What you need to do:
1. Do the following statements agree with the translator's note on Bonnefoy's Le Digamma? (a) Le Digamma was published by Galilée in 2012. (b) "Another Variant" was inspired by the painter Gaspard Dughet. (c) The bilingual edition is being prepared for Seagull Books. Answer each with yes or no, and quote the words of the note that decide it.
2. Can you continue the translator's note on Bonnefoy's Le Digamma from its last sentence?

Source document:

[Start of Attachment]

Two Translations from Yves Bonnefoy’s Le Digamma

Translator’s Note

Hoyt Rogers AND Yves Bonnefoy
© Lucy Vines

Yves Bonnefoy will be celebrating his ninetieth birthday in June, and his admirable creative energies continue unabated; arguably, these last two decades constitute the most fertile period of his splendid lifework. The pieces presented here derive from his latest collection of poetry in prose, Le Digamma, published by Galilée in 2012. Along with the translations, they will be included in a bilingual edition of the work I am currently preparing for Seagull Books, slated to appear later this year.

Readers of Bonnefoy’s oeuvre will recognize immediately that “Leaving the Garden, in the Snow” fuses two themes that have come to the fore in the later phase of his poetry: the banishment of Adam and Eve from Paradise, and the enigmatic message relayed by the snow. The biblical motif is linked to the author’s lifelong interest in Italian art, expressed most often in his essays on aesthetics — for example, the book-length excursus Rome 1630: The Horizon of the Early Baroque, published in 1970. But he does not fully develop the topos in his lyric production until 2008, in the prose poem “Leaving the Garden: A Variant,” which harks back to a landscape painter of that era, Poussin’s son-in-law, Gaspard Dughet. In the same collection, The Anchor’s Long Chain, “Another Variant” proposes a more searing vision of the expulsion from Eden, this time inspired by the fifteenth-century artist, Masaccio. Both these treatments had been briefly adumbrated in The Anchor’s Long Chain by a lighthearted poem, “The Painter Named Snow”; wryly, in a passing allusion, it depicts Adam and Eve in cold-weather togs, strolling through the snow.

[End of Attachment]

Records provided:

[Start of Attachment]

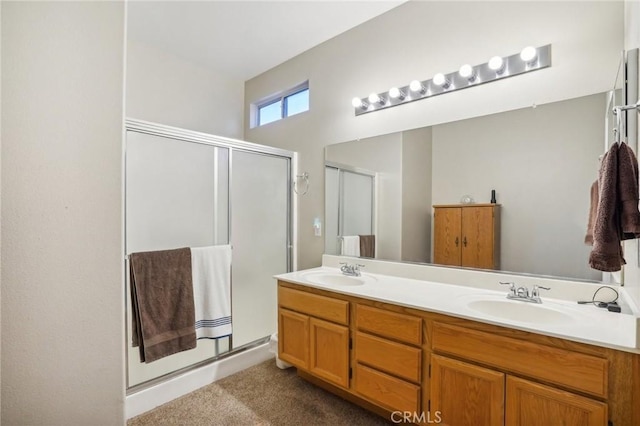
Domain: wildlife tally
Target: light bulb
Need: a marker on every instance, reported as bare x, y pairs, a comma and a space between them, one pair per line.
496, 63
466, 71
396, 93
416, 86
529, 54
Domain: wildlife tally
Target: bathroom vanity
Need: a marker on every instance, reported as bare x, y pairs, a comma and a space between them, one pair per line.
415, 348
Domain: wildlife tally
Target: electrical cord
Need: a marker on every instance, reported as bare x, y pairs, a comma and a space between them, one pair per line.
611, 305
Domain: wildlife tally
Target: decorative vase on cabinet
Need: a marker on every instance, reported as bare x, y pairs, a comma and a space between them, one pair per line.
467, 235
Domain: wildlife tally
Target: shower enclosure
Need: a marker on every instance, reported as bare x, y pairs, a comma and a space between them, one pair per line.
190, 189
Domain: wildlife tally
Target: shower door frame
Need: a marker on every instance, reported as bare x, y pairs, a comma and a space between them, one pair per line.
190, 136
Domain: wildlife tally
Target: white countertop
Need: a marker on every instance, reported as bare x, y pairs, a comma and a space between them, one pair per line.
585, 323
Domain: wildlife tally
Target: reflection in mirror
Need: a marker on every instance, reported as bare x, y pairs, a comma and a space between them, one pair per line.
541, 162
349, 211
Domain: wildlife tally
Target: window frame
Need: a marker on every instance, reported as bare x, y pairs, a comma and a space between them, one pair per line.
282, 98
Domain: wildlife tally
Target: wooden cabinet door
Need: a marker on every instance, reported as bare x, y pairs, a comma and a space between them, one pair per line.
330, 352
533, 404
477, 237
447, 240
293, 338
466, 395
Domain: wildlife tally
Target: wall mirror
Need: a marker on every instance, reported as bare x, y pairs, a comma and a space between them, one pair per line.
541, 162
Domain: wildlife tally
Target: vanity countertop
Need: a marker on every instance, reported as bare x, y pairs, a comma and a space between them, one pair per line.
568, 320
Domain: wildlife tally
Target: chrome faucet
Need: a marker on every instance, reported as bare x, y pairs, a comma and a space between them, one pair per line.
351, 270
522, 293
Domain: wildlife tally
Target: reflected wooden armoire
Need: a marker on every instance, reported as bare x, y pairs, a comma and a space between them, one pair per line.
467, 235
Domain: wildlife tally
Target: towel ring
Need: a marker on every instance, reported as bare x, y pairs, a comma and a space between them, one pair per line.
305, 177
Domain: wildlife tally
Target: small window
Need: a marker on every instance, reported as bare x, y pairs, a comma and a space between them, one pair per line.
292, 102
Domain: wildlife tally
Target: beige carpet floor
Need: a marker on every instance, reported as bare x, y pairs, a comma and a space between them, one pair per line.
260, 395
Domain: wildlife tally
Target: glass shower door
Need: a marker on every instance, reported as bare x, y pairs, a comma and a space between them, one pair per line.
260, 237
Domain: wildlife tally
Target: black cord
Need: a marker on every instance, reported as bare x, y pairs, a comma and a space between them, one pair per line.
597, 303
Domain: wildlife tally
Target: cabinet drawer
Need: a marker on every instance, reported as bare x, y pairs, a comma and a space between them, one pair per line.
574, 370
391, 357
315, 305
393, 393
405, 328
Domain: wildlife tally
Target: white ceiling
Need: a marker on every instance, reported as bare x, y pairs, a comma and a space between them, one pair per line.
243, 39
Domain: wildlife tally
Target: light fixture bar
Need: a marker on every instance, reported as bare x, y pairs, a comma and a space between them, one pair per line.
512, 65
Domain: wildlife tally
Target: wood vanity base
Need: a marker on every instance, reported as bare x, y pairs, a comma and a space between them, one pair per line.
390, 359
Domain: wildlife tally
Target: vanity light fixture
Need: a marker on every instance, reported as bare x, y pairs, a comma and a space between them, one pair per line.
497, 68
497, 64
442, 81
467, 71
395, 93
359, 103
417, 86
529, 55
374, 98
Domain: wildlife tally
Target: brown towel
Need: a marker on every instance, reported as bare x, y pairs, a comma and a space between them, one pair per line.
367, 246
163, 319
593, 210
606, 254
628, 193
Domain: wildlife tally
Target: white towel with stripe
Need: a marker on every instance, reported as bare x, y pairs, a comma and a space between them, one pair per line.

[End of Attachment]

Answer section:
1.
(a) Yes: "his latest collection of poetry in prose, Le Digamma, published by Galilée in 2012"
(b) No: "this time inspired by the fifteenth-century artist, Masaccio"
(c) Yes: "a bilingual edition of the work I am currently preparing for Seagull Books"

2.
This new version of the legend from Genesis, “Leaving the Garden, in the Snow,” elaborates on that earlier vignette, while investing it with the weightier tone of the two longer “Variants.” Like “The Painter Named Snow” as a whole, Bonnefoy’s latest winter meditation explores the mysterious language of the snow, which almost seems to unify and heal a fallen world. Though it has recurred fairly often since then, the theme is most fully expressed in the collection Beginning and End of the Snow (1991), sparked by the novel surroundings of a six-month stay in New England. In these and other works of the last two decades, the snow becomes an emblem of the poet’s words, swirling and ephemeral. A transitory whiteness seems to purify the earth; but redemption, like the weather, comes and goes. As Dickinson describes its essential ambivalence, the snow “traverses yet halts – / Disperses as it stays.”

Le Digamma
BY Yves Bonnefoy
(Galilée, 2012)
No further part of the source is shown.